* _Action item 1_:
Return the passage of the sediment bioremediation excerpt below that runs between "With regards to" and "different geochemical fractions.", inclusive, copying it word for word.
* _Action item 2_:
Answer these questions using the sediment bioremediation excerpt below.
(a) Which compound did Epibacterium sp. SZN4 remove most efficiently?
(b) Which compound was least degraded by Virgibacillus sp. SZN7?
(c) Which consortium had no effect on metal partitioning among the geochemical fractions?
* _Action item 3_:
Write what comes next in the sediment bioremediation excerpt below, continuing directly after its final sentence.

* _Selected excerpt_:
• • • • •

Epibacterium sp. SZN4 showed an effective removal, between 30% and 50% for the majority of the analysed compounds, with a mean removal rate of 31% ± 12.2%. The highest removal efficiency was found for benzo anthracene (52% ± 7.3%) while benzo(a)pyrene and chrysene degradation rates did not exceed 20% (Figure 4). Epibacterium sp. SZN4 did not affect indeno pyrene and benzo(k)fluoranthene concentrations.

Virgibacillus sp. SZN7 showed an overall capability of reducing hydrocarbon concentrations to 42% ± 13.6% and benzo(k)fluoranthene, the least-degraded compound, to 23% ± 0.5% (Figure 4). However, this species induced removal rates of 59% ± 1.4% and 58% ± 11.4%, respectively, in the case of indeno pyrene and benzo anthracene.

3.3. Heavy Metal Immobilization

With regards to heavy metal immobilization, Consortium 1 was effective in reducing the amount of metals associated with the carbonate/exchangeable fraction, with a reduction of 40%, 73% and 53% for As, Pb, and Cd, respectively (Figure 5). Consortium 2 was effective on As and Cd geochemical partitioning by reducing the amount of metals associated with the most bioavailable fractions by 44% and 36%, respectively. Consortium 4 was the most effective in reducing As and Cd bioavailability reaching values of 61% and 76%, respectively. Moreover, 71% of the Pb bound to the carbonate/exchangeable fraction was reduced. Conversely, Consortium 3 did not display any effect on metal partitioning among the different geochemical fractions.

Figure 5.

Figure 5

Heavy metal distribution in the four fractions (exchangeable/carbonate, oxidisable, reducible, and residual fractions) after 27 days of incubation of polluted sediments in the presence of the four mixed cultures (see Table 1 for bacterial composition) and in the control microcosm (ctr). Panel (A), arsenic; (B), cadmium; (C), copper; (D), lead; (E), zinc. The asterisk (*) indicates significant difference between treatments and control.

• • • • •

* _Given records_:
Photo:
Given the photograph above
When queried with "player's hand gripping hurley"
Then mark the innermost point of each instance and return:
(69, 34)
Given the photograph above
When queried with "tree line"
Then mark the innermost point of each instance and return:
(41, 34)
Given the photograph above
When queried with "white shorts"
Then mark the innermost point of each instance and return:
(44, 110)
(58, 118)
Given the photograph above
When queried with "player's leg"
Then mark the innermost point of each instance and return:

• • • • •

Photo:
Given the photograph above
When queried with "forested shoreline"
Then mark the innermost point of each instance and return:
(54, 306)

• • • • •

* _Exercise response 1_:
With regards to heavy metal immobilization, Consortium 1 was effective in reducing the amount of metals associated with the carbonate/exchangeable fraction, with a reduction of 40%, 73% and 53% for As, Pb, and Cd, respectively (Figure 5). Consortium 2 was effective on As and Cd geochemical partitioning by reducing the amount of metals associated with the most bioavailable fractions by 44% and 36%, respectively. Consortium 4 was the most effective in reducing As and Cd bioavailability reaching values of 61% and 76%, respectively. Moreover, 71% of the Pb bound to the carbonate/exchangeable fraction was reduced. Conversely, Consortium 3 did not display any effect on metal partitioning among the different geochemical fractions.

* _Exercise response 2_:
(a) Benzo anthracene (52% ± 7.3%)
(b) Benzo(k)fluoranthene
(c) Consortium 3

* _Exercise response 3_:
As pure cultures, the isolated strains only affected As and Pb partitioning (Figure 6). By contrast, Cu and Zn were not affected by any of the bacteria investigated.

Figure 6.

Figure 6

Heavy metal distribution in the four fractions (exchangeable/carbonate, oxidisable, reducible, and residual fractions) after 27 days of incubation of polluted sediments with the five bacterial strains: Epibacterium sp. SZN4, Pseudoalteromonas sp. SZN3, Virgibacillus sp. SZN7, Alcanivorax sp. SZN2, and Halomonas sp. SZN1 and in the control (ctr). Panel (A), total arsenic; (B), cadmium; (C), copper; (D), lead; (E), zinc. The asterisk (*) indicates significant difference between treatments and control.

Epibacterium sp. SZN4, Pseudoalteromonas sp. SZN3, Virgibacillus sp. SZN 7, Alcanivorax sp. SZN2 and Halomonas sp. SZN1 lowered the concentration of As bound to the carbonate/exchangeable fraction by 28%, 20%, 20%, 22%, and 23%, respectively. Pb was only affected by treatments with Epibacterium sp. SZN4 and Pseudoalteromonas sp. SZN3 that decreased its bioavailability by 24% and 52%, respectively.

4. Discussion

Table 2 allowed the taxonomic identification of five bacteria isolated from polluted sediments. Interestingly, although both Halomonas sp. SZN1 and Alcanivorax sp. SZN2 belong to genera already described as capable of degrading hydrocarbons [31,32], they do not cluster closely with species with hydrocarbon degrading activity. Similarly, Pseudoalteromonas sp. SZN3 differs greatly in terms of homology from its closest phylogenetic neighbours, Pseudoalteromonas nigrifaciens and P. elyakovii, whose 16s sequences have been found associated with bacterial consortia having hydrocarbon degrading activity [33]. Furthermore, although members belonging to the genus Virgibacillus have already been described as involved in the metabolism of hydrocarbons [34], Virgibacillus sp. SZN7 showed a close homology with sequences belonging to Virgibacillus pantothenticus and V. byunsanensis, both of which are not associated with the degradation of hydrocarbon compounds. Finally, to our knowledge, the identification of a member belonging to Epibacterium genus (Epibacterium sp. SZN4) involved in hydrocarbon removal mechanisms had not yet been described in the literature.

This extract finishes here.